* EXCERPTED RECORDS
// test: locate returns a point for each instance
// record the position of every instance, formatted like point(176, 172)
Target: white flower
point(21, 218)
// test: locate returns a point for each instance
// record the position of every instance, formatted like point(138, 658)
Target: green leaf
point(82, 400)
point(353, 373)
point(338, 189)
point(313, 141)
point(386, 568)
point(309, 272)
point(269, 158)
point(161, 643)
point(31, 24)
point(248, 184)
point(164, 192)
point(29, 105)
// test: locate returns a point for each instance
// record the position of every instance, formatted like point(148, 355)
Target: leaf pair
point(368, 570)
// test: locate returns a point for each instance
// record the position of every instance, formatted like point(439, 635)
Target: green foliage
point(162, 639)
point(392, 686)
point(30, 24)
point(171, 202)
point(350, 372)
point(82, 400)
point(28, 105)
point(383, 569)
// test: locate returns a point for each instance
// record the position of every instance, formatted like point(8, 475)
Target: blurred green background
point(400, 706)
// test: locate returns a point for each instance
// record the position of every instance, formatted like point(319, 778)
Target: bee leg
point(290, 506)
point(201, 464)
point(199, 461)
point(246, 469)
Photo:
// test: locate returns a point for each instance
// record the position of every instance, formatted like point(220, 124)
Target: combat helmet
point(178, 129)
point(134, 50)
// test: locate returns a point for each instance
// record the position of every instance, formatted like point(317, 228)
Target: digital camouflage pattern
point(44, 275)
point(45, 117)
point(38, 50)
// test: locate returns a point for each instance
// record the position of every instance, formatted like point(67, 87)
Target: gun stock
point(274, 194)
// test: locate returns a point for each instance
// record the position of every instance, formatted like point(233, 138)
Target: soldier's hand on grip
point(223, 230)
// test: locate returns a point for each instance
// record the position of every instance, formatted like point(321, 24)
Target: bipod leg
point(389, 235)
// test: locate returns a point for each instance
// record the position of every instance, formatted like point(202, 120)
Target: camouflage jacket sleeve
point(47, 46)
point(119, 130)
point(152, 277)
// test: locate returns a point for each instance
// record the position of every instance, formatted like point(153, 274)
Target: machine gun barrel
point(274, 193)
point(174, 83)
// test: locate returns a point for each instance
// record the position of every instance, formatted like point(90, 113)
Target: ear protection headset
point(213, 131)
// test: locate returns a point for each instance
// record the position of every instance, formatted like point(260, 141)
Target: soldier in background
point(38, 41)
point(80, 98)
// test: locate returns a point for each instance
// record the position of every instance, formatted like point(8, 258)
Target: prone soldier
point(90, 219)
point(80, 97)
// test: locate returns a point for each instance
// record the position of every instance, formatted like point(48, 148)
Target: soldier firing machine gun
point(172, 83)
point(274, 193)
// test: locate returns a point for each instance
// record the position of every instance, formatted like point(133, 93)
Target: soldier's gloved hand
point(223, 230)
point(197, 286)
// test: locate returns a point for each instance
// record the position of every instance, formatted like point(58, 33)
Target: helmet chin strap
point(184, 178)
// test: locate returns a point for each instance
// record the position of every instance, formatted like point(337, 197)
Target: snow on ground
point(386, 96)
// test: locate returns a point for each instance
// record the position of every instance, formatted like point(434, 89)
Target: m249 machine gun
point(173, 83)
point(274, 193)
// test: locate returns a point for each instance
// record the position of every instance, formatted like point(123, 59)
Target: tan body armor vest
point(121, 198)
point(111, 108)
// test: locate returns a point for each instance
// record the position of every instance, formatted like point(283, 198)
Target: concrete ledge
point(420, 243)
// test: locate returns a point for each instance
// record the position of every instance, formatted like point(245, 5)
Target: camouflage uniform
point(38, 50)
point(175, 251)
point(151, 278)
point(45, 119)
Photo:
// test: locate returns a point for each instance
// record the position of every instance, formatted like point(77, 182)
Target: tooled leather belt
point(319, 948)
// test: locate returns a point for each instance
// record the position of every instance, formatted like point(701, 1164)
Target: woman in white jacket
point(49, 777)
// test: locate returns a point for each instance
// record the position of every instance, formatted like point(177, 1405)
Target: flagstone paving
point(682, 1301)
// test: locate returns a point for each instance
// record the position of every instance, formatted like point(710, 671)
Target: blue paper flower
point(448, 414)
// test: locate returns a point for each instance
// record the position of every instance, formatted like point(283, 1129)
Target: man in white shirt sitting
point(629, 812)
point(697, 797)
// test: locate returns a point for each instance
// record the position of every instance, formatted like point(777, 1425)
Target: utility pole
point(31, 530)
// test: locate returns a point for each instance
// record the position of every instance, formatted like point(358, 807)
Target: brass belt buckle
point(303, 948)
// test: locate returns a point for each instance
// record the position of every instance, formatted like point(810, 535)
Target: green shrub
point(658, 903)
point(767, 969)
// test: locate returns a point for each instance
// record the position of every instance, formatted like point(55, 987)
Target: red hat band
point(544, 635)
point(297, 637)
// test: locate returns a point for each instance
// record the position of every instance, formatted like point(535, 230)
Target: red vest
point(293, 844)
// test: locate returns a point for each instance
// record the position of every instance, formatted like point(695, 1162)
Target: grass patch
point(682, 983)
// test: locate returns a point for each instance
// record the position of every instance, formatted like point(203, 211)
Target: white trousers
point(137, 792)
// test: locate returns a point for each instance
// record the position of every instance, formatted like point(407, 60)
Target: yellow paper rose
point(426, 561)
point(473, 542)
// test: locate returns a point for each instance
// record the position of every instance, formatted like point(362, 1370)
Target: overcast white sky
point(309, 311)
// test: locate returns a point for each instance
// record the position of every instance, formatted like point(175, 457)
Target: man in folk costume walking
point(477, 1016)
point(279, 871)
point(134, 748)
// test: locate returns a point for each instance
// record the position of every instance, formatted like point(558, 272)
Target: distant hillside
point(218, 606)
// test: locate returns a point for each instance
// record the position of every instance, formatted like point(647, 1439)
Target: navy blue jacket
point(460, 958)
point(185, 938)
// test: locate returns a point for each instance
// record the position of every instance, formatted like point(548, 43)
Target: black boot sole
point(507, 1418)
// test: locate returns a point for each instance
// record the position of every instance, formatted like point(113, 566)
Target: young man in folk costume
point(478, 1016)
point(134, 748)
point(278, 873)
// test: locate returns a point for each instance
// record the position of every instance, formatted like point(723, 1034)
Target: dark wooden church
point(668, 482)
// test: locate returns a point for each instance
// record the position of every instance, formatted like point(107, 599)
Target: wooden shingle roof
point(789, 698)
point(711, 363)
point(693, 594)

* WORK INSTRUCTIONS
Set down all the entries again, word for word.

* TASK ANSWER
// test: locate returns a point for each instance
// record the position of every instance, formatted like point(176, 172)
Target: white flower
point(21, 218)
// test: locate returns a point for each instance
// record the position of every instance, formatted like point(138, 658)
Target: green leaf
point(82, 400)
point(353, 373)
point(338, 189)
point(313, 141)
point(386, 568)
point(309, 272)
point(269, 158)
point(161, 643)
point(31, 24)
point(248, 184)
point(164, 192)
point(29, 105)
// test: locate returns a point for each instance
// record the position of every instance, formatted like point(148, 355)
Target: leaf pair
point(368, 570)
// test: locate returns a point for each instance
// record the position of every instance, formatted like point(439, 635)
Target: green foliage
point(162, 639)
point(392, 686)
point(30, 24)
point(171, 202)
point(350, 372)
point(82, 400)
point(28, 105)
point(383, 569)
// test: locate returns a point for each instance
// record the position of every instance, formatted like point(8, 475)
Target: blurred green background
point(400, 706)
// test: locate returns a point for each instance
// record the position of every instance, formatted like point(319, 778)
Target: bee leg
point(290, 506)
point(201, 464)
point(199, 461)
point(246, 469)
Photo:
// test: locate returns a point for each instance
// record the position of every instance, formatted like point(220, 124)
Target: combat helmet
point(178, 129)
point(134, 50)
// test: locate returns a point for each instance
// record the position of every instance, formatted like point(317, 228)
Target: digital camouflage pattern
point(44, 275)
point(45, 117)
point(38, 50)
// test: locate returns a point for each instance
// record the position of every instance, formatted like point(67, 87)
Target: gun stock
point(274, 194)
// test: locate returns a point for each instance
// record the position of every instance, formatted like point(233, 138)
Target: soldier's hand on grip
point(223, 230)
// test: locate returns a point for each instance
// record the position of every instance, formatted like point(321, 24)
Target: bipod leg
point(389, 235)
// test: locate returns a point for each instance
// record the position of every instance, formatted like point(202, 120)
Target: camouflage jacket sleeve
point(47, 46)
point(119, 130)
point(152, 277)
// test: locate returns a point for each instance
// record the position of every instance, formatted like point(153, 274)
Target: machine gun barrel
point(274, 193)
point(174, 83)
// test: locate returns a point for each instance
// record the position of every instance, formatted like point(90, 113)
Target: ear protection headset
point(213, 131)
// test: locate returns a point for each instance
// record the position of every instance, formatted like point(260, 141)
Target: soldier in background
point(38, 41)
point(80, 98)
// test: locate returns a point for each instance
// record the position of every instance, formatted like point(8, 258)
Target: prone soldier
point(90, 219)
point(80, 97)
// test: locate returns a point for each instance
// record the position of every instance, formatted like point(48, 148)
Target: soldier firing machine gun
point(172, 83)
point(274, 193)
// test: locate returns a point for each instance
// record the position of every instance, formatted like point(133, 93)
Target: soldier's gloved hand
point(223, 230)
point(197, 286)
// test: locate returns a point for each instance
// record the position of every instance, formatted like point(58, 33)
Target: helmet chin strap
point(184, 178)
// test: locate returns a point for each instance
// record the position of every instance, formatted like point(337, 197)
Target: snow on ground
point(386, 96)
// test: locate returns a point for each instance
// record the position of every instance, formatted like point(434, 89)
Target: m249 machine gun
point(173, 83)
point(274, 193)
// test: locate returns a point for each instance
// record the position of every instance, formatted like point(123, 59)
Target: tan body armor vest
point(121, 198)
point(111, 108)
// test: locate returns a point for each instance
// record the position of every instance, formatted like point(283, 198)
Target: concrete ledge
point(420, 243)
// test: locate returns a point for each instance
// record the position of every instance, formatted like point(245, 5)
Target: camouflage uniform
point(38, 50)
point(175, 251)
point(151, 278)
point(45, 119)
Photo:
// test: locate returns a point for each instance
// record the position of every instance, formatted like point(77, 182)
Target: tooled leather belt
point(319, 948)
// test: locate returns a point for each instance
// record the position of every instance, formatted like point(701, 1164)
Target: woman in white jacket
point(49, 777)
// test: locate returns a point for each instance
// record the position of every instance, formatted like point(177, 1405)
Target: flagstone paving
point(682, 1301)
// test: locate returns a point for each instance
// record the position of every instance, formatted like point(710, 671)
Target: blue paper flower
point(448, 414)
// test: locate returns a point for each instance
// record the position of every instance, formatted like point(283, 1129)
Target: man in white shirt sitting
point(629, 812)
point(697, 797)
// test: locate returns a point for each instance
// record the position of every instance, formatted like point(777, 1425)
Target: utility pole
point(31, 530)
// test: locate returns a point for each instance
// record the position of every instance, formatted like point(358, 807)
Target: brass belt buckle
point(303, 948)
// test: locate returns a point for each instance
// record the position of every instance, formatted like point(810, 535)
Target: green shrub
point(658, 903)
point(767, 969)
// test: locate returns a point for each instance
// record the position of every instance, formatted like point(55, 987)
Target: red hat band
point(544, 635)
point(297, 637)
// test: locate returns a point for each instance
// record the position of every instance, formatted like point(535, 230)
Target: red vest
point(293, 844)
// test: locate returns a point for each instance
// record the position of every instance, formatted like point(695, 1162)
Target: grass patch
point(682, 983)
// test: locate returns a point for each instance
// record the position of every instance, formatted like point(203, 211)
Target: white trousers
point(137, 792)
// test: locate returns a point for each instance
// record the position of every instance, formatted like point(407, 60)
Target: yellow paper rose
point(426, 561)
point(473, 542)
// test: locate returns a point for each instance
// record the position of every instance, formatted like point(362, 1370)
Target: overcast white sky
point(309, 311)
// test: locate returns a point for each instance
// record the position of every instance, formatted like point(175, 457)
Target: man in folk costume walking
point(477, 1016)
point(279, 871)
point(134, 748)
// test: locate returns a point for each instance
// record the position of every instance, formatted like point(558, 272)
Target: distant hillside
point(218, 606)
// test: locate returns a point for each instance
// record the position of every instance, formatted like point(647, 1439)
Target: navy blue jacket
point(460, 958)
point(185, 938)
// test: locate returns a point for each instance
// record the position of every instance, formatted like point(548, 43)
Target: black boot sole
point(507, 1418)
// test: locate returns a point for each instance
// record the position of every instance, formatted like point(113, 566)
Target: young man in folk costume
point(478, 1016)
point(134, 748)
point(278, 873)
// test: locate returns a point for each instance
// record the position of every instance, formatted like point(723, 1034)
Target: dark wooden church
point(668, 482)
// test: locate returns a point for each instance
// record the position of every instance, formatted like point(107, 599)
Target: wooden shingle roof
point(789, 698)
point(711, 363)
point(693, 594)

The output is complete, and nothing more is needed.